◆ PAGE TEXT:
15 Mar “TELLURIDE UNEARTHED” WELCOMES AUTHOR SCOTT ORTMAN
Who Were the People of the Mesa Verde Region and Where Did They Go?
If you follow the Dolores River from Telluride, it takes you to the heart of one of the world’s greatest archaeological areas: The Mesa Verde region of southwestern Colorado. Inhabited by American Indians for centuries—indeed millennia—this region has the highest concentration of archaeological sites anywhere in United States. Who were these people and where did they go? The answer to these questions is the subject of a new book, “Winds From the North,” by anthropologist Scott Ortman.
The lecture series, “Telluride Unearthed,” hosts Scott next week. His talk on the fascinating history of the Pueblo people takes place Thursday, March 22, 6:00 p.m. The event is brought to you by the Telluride Historical Museum and the Pinhead Institute.
Scott Ortman currently holds two research positions: Lightfoot Fellow at the Crow Canyon Archaeological Center in Cortez, Colorado, and Omidyar Fellow, Santa Fe Institute, New Mexico. His research on the deep history of Pueblo Indians began over 20 years with PhD dissertation at Arizona State University, for which the Society for American Archaeology honored him with the 2010 Dissertation Prize. “Winds From the North” picks up where the dissertation left off.
It has long been known that the inhabitants of the Mesa Verde region were the ancestors of the modern Pueblo Indians who continue to live in New Mexico and Arizona today. But Pueblo Indians are an amalgam of diverse groups and each has a distinct history and who speak six different languages. The true identity of the ancient people of Mesa Verde and where they went when they migrated from the region at the end of the 13th century remained one of the enduring mysteries of world archaeology. Until now.

◆ TASK SET:
1. According to the announcement about Scott Ortman's lecture, what day and time does his talk take place?
2. Reproduce a passage of the Scott Ortman lecture announcement word for word, beginning at the words "It has long" and ending after the words "archaeology. Until now.".
3. Write the next part of the announcement about Scott Ortman's Mesa Verde lecture, picking up after its final sentence.

◆ DATA UNDER STUDY:
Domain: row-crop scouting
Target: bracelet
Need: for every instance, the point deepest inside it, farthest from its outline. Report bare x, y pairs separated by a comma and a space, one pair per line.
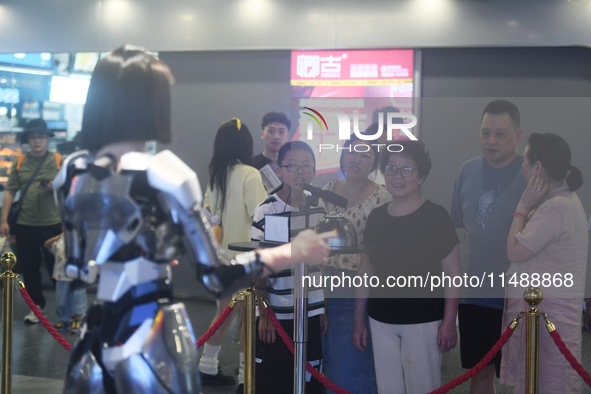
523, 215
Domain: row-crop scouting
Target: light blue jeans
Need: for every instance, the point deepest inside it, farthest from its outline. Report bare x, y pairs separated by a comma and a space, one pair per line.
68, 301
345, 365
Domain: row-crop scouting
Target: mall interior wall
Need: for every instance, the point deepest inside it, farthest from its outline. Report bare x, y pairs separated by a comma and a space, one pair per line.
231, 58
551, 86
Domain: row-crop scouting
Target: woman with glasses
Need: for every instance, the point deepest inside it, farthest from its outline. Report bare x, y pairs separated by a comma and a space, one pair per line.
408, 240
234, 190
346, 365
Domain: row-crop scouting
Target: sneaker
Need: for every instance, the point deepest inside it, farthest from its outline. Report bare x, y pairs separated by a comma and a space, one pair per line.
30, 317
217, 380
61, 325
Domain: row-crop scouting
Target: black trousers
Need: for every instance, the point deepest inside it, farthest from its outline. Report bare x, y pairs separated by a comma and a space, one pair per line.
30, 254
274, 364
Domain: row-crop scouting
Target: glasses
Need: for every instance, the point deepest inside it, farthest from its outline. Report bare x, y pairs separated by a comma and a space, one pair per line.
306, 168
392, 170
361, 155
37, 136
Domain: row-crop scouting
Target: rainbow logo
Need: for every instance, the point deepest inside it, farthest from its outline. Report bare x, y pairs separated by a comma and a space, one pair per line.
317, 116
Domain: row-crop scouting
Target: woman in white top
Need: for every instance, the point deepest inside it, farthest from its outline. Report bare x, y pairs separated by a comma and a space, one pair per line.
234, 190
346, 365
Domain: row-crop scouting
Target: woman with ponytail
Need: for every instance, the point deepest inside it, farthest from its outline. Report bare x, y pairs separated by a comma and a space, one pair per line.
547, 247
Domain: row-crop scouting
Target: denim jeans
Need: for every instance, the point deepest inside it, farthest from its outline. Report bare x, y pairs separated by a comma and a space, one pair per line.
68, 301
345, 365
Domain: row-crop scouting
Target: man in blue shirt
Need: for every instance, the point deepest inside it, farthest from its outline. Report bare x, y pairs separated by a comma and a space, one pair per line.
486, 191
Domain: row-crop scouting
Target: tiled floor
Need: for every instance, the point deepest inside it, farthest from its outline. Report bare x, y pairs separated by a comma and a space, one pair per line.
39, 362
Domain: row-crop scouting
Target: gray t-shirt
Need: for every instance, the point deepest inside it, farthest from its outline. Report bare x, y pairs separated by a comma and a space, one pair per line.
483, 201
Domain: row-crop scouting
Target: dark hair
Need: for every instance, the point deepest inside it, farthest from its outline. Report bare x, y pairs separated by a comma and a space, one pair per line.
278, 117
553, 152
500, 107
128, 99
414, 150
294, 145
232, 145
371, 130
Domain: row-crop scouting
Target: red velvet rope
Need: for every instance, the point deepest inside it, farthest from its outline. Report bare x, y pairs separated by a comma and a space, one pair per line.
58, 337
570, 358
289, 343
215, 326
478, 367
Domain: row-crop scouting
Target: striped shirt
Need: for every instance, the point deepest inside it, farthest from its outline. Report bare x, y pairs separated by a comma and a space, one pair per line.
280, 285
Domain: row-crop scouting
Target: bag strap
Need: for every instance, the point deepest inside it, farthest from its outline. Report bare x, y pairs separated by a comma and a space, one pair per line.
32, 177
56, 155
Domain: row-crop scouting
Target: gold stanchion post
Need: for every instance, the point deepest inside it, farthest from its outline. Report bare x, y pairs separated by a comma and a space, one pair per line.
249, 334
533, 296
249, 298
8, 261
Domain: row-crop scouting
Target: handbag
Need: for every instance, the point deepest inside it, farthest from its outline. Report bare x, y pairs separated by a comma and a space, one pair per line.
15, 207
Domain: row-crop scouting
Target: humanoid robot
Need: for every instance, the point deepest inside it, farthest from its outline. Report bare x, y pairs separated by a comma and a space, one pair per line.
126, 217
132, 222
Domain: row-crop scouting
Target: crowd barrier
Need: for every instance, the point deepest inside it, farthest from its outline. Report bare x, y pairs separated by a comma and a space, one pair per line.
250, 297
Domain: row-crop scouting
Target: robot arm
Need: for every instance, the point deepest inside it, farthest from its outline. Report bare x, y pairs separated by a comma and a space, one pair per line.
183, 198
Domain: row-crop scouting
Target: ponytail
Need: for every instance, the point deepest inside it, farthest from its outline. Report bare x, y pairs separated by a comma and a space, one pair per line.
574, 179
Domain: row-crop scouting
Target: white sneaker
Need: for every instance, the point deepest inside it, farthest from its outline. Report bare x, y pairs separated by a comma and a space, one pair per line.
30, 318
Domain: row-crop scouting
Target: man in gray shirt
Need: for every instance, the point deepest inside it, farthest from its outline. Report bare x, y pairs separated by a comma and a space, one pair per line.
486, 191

◆ RESULTS FOR THE EXERCISE:
1. His talk takes place Thursday, March 22, at 6:00 p.m.

2.
It has long been known that the inhabitants of the Mesa Verde region were the ancestors of the modern Pueblo Indians who continue to live in New Mexico and Arizona today. But Pueblo Indians are an amalgam of diverse groups and each has a distinct history and who speak six different languages. The true identity of the ancient people of Mesa Verde and where they went when they migrated from the region at the end of the 13th century remained one of the enduring mysteries of world archaeology. Until now.

3.
“Wind From the North” is unmatched in the depth and breadth of its research. In this exhaustive, insightful study, Scott synthesizes information about tens of thousands of archaeological sites. He examines Pueblo Indian oral traditions. He analyzes the data from skeletal analyses to determine the shapes of the faces of ancestral Pueblo people and discovers that they form distinct groups that likely reveal genetic history. And he works with modern Pueblo people to gain new understandings about their languages.
Scott won the Fowler Prize – granted by he University of Utah Press for the best new book on anthropology – for this work, which ultimately reveals how certain Pueblo languages diversified over time and includes studies of how language is central to the way the human mind organizes thoughts through conceptual metaphors and how these metaphors are specific to different cultural groups.
You won’t want to miss this opportunity to hear Scott tell the story firsthand about how the winds from the north shaped this incredible society who remain to this day our neighbors to the south.